En tranchant un litige au visa de ses lois de police, le juge crée donc une norme que d’autres justiciables, placés dans une situation analogue, pourront invoquer à l’occasion d’un contentieux ultérieur. Certains auteurs disconviennent et écrivent qu’il « ne fait aucun doute que lorsque l’action d’une personne privée est fondée sur le titre IV du livre IV du Code de commerce, elle relève de la « matière civile et commerciale » au sens du règlement Bruxelles 1 bis »[85] et ne se présente donc pas sous les atours d’une action publique. La difficulté est que ces mêmes auteurs constatent, dans le même temps, que cette position offre aux opérateurs toute liberté de contourner l’ordre juridique français en stipulant une clause attributive de compétence[86]. Il n’est pas certain que l’on puisse se contenter de cet état des choses, ce d’autant que le droit comparé nous permettrait d’aboutir à une solution inverse. L’exemple québécois nous montre par exemple qu’un État peut prévoir expressément l’application de son droit lorsque certaines conditions objectives sont réunies[87] ainsi que sa compétence internationale directe[88].
Il nous semble donc qu’un contentieux privé mobilisant les règles du droit économique ne relève pas toujours de la défense d’intérêts privés, ses effets pouvant dépasser le strict cadre du litige inter partes. Un contentieux privé économique peut avoir les atours d’un contentieux public par le résultat auquel il aboutit. Ce constat devrait pouvoir aboutir à la reconnaissance de la compétence française lorsque ses lois de police sont applicables. La dénégation de la compétence française en présence d’une atteinte au marché français est d’autant plus étonnante qu’elle tranche avec l’histoire du droit international de la concurrence, qui très tôt a élaboré la théorie de la localisation des effets permettant, par exemple, à la Commission européenne, de se reconnaître compétente à l’égard d’une pratique affectant le marché commun, mais commise par un opérateur étranger[89].
★ ★ ★ ★
Consignes -
1/ Dans le texte sur les lois de police et la compétence française, quel exemple de droit comparé montre qu'un État peut prévoir expressément l'application de son droit ?
2/ Reprenez le texte sur les lois de police et la compétence française à la suite de sa dernière phrase.

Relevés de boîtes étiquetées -
★ ★ ★ ★
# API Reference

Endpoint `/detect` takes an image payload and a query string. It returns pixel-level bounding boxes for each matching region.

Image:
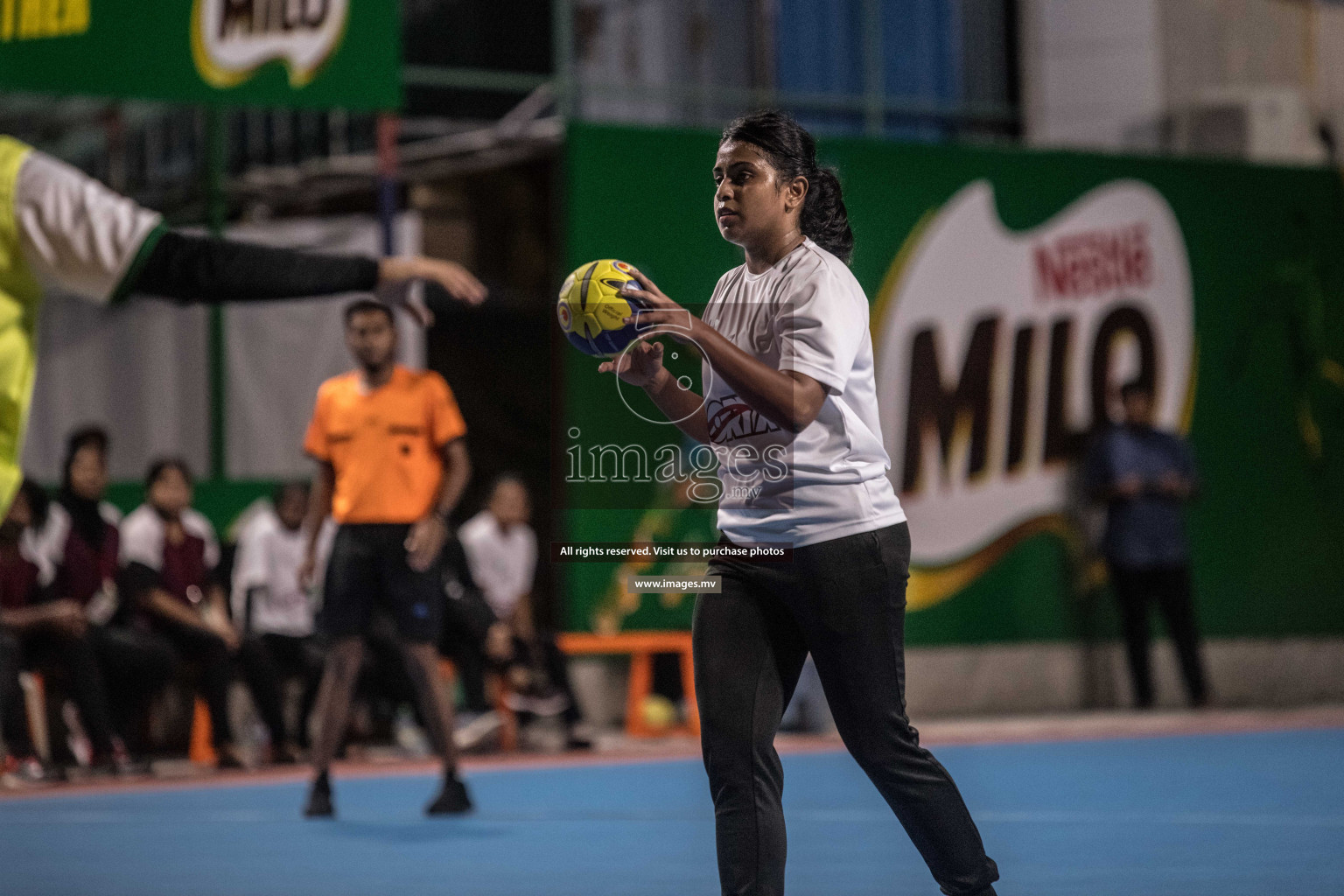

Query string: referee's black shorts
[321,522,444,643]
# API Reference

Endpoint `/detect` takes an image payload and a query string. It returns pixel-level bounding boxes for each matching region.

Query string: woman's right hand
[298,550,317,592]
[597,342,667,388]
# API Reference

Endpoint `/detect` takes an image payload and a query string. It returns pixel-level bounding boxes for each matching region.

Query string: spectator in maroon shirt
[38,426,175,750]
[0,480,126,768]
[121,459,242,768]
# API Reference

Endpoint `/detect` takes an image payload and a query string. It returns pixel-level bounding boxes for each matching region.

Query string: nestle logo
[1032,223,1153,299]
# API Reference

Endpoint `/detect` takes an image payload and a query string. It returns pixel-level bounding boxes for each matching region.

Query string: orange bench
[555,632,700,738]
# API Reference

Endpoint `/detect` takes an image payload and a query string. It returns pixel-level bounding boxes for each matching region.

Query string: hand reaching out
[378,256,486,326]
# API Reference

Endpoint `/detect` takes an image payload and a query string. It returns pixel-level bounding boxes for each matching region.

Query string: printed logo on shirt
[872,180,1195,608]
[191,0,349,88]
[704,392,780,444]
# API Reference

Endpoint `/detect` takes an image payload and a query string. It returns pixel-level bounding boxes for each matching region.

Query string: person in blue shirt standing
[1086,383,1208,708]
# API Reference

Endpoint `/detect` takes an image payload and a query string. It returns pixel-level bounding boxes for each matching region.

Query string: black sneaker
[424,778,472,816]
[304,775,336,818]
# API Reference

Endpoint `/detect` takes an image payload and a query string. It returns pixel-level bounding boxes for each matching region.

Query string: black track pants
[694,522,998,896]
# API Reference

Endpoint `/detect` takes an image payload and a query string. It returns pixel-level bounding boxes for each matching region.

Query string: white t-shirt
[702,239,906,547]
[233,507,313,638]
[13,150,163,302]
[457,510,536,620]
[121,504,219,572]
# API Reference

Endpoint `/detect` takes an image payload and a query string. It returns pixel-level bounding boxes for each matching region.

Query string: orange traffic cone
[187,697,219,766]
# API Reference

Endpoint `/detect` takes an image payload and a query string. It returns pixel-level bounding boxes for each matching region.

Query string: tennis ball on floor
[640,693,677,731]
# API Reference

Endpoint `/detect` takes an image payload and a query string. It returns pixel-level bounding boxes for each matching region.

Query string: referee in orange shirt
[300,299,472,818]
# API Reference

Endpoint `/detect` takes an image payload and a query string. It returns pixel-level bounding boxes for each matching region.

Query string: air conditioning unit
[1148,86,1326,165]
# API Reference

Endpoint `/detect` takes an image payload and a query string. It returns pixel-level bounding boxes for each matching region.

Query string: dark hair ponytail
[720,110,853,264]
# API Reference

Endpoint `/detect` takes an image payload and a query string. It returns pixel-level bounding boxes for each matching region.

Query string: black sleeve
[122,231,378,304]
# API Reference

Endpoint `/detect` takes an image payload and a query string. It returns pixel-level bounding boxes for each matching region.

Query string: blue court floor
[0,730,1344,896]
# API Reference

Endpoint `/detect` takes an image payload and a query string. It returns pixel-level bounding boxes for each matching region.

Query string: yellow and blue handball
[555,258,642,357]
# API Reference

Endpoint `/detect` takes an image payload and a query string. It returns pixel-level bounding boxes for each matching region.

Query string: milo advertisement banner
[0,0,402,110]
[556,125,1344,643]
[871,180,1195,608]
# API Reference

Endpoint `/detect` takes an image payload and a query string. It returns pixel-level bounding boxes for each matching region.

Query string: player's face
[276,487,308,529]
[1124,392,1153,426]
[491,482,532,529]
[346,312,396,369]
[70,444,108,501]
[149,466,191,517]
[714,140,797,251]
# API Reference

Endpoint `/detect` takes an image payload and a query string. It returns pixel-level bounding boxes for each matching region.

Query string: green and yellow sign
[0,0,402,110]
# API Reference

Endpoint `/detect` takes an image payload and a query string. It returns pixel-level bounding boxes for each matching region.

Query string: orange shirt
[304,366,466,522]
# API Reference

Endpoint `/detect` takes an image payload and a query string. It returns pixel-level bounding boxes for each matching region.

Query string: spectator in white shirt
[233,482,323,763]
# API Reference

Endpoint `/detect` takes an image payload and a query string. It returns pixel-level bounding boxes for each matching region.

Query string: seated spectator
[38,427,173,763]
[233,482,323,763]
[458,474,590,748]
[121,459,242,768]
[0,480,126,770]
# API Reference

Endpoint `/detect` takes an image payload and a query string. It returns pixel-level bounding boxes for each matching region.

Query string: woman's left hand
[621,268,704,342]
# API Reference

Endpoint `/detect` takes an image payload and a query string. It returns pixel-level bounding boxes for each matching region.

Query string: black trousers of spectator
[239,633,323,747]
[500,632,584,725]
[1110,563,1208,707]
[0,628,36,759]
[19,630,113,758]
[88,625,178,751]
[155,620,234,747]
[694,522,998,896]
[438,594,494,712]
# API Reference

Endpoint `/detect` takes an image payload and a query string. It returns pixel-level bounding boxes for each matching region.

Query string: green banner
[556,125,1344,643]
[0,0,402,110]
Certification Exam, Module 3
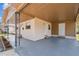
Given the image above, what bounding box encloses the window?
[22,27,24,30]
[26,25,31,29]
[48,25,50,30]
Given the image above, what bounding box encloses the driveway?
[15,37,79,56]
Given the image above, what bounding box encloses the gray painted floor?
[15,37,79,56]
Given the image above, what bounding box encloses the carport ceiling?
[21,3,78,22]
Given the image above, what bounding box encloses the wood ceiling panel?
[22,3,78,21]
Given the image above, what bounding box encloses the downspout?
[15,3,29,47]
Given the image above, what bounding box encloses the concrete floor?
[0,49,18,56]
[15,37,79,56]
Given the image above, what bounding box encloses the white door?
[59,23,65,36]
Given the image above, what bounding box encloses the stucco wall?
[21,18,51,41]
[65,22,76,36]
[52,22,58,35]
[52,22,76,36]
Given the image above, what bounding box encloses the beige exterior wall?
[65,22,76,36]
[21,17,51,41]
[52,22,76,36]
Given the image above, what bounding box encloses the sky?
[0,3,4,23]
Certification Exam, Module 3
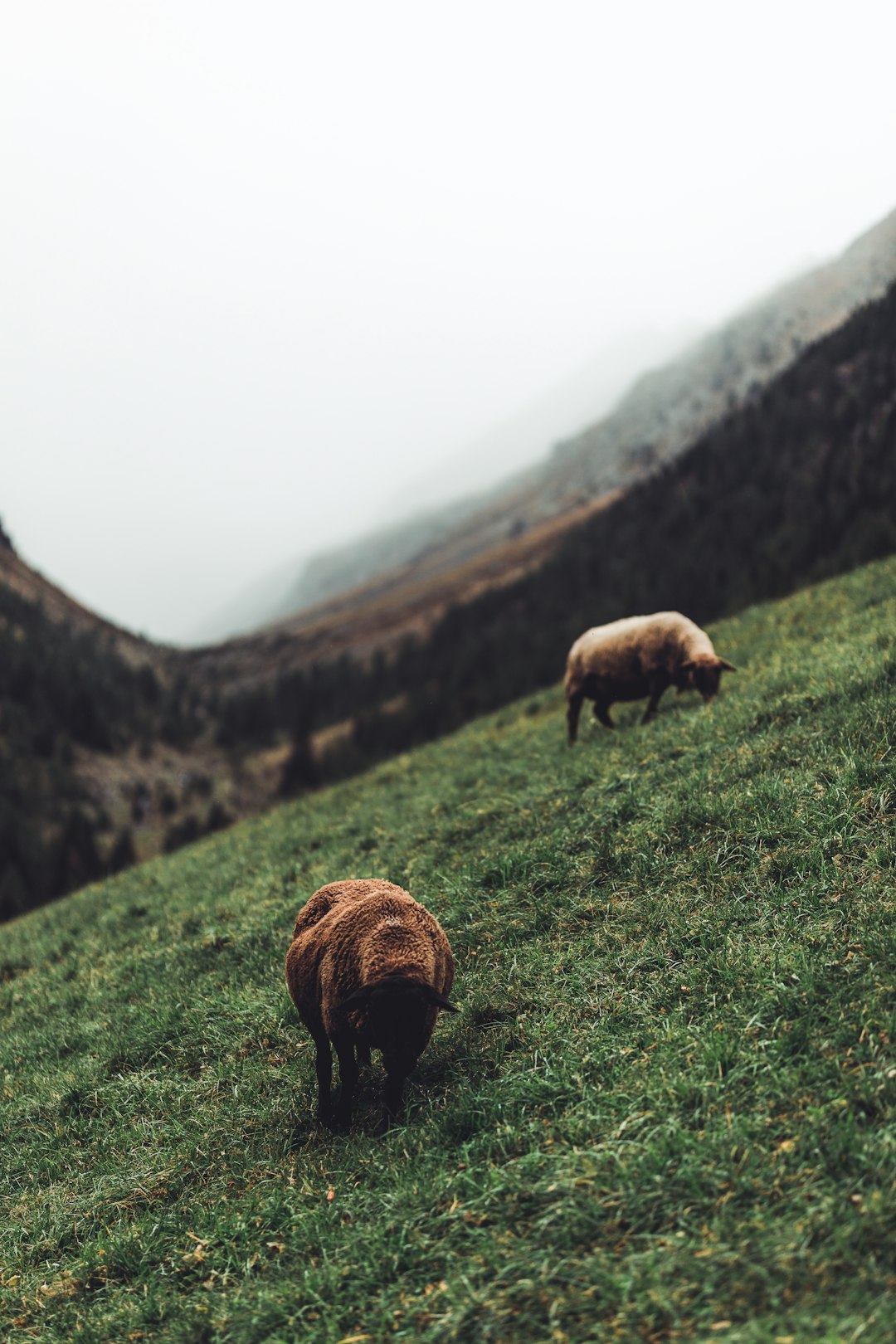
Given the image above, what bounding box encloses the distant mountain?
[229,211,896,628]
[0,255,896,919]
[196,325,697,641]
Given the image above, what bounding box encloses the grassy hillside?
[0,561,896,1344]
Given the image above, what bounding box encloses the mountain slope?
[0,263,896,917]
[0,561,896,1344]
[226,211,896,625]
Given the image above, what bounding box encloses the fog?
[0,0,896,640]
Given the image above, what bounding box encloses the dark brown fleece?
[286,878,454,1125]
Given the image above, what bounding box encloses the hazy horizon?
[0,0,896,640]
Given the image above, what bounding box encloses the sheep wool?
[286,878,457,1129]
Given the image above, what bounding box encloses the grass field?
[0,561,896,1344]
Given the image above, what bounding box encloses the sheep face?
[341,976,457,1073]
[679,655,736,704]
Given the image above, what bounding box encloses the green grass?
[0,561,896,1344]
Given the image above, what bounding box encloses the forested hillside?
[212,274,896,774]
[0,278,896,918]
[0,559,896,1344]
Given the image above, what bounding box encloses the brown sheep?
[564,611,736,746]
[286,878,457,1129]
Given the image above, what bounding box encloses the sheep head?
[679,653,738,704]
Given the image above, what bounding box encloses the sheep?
★ ★ ★ ★
Corrigé -
1/ L'exemple québécois.

2/
B. Un autre regard sur les notions du droit international privé
Lier lex fori et compétence juridictionnelle. Il ne faut pas oublier que la liaison entre la loi du for et la compétence juridictionnelle a eu cours historiquement dans une partie de l’Europe. Un juge saisi d’un litige soumis à des règles différentes de celles qui gouvernent son for, pouvait se dessaisir au profit du juge étranger afin qu’il applique sa propre loi[90]. Dans cette même perspective, il conviendrait de revenir à une certaine forme de territorialité des lois, système que l’on sait intimement lié à l’idée de souveraineté[91].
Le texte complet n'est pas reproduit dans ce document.